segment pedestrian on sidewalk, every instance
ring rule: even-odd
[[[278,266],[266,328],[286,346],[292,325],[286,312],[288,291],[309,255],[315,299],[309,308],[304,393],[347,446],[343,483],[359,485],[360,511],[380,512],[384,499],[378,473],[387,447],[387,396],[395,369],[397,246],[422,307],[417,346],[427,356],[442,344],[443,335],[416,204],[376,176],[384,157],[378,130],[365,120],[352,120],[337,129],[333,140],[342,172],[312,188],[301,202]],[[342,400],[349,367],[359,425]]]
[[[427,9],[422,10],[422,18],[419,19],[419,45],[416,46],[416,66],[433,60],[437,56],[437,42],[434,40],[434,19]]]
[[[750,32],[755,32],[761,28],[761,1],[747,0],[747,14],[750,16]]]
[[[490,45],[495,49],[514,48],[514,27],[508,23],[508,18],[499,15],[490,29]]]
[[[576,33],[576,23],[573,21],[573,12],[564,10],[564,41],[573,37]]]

────────────────────────────────────────

PROMPT:
Return the data above in full. Keep every line exactly as it is.

RESULT OF THE TASK:
segment pedestrian on sidewalk, every instance
ring rule: even-odd
[[[278,266],[266,328],[286,346],[292,325],[286,312],[288,291],[309,255],[315,299],[309,308],[304,393],[347,446],[343,483],[359,485],[360,511],[380,512],[384,499],[378,473],[387,447],[387,396],[395,369],[397,246],[422,307],[417,346],[427,356],[442,344],[443,335],[416,204],[376,176],[384,157],[378,130],[365,120],[352,120],[337,129],[333,140],[342,172],[312,188],[301,202]],[[342,400],[349,367],[359,425]]]
[[[427,9],[422,10],[422,18],[419,19],[419,45],[416,46],[416,66],[433,60],[437,56],[437,42],[434,40],[434,19]]]
[[[750,32],[755,32],[761,28],[761,1],[747,0],[747,14],[750,16]]]
[[[490,45],[495,49],[514,48],[514,27],[508,23],[508,18],[499,15],[490,29]]]
[[[576,33],[576,23],[573,21],[573,12],[564,10],[564,41],[573,37]]]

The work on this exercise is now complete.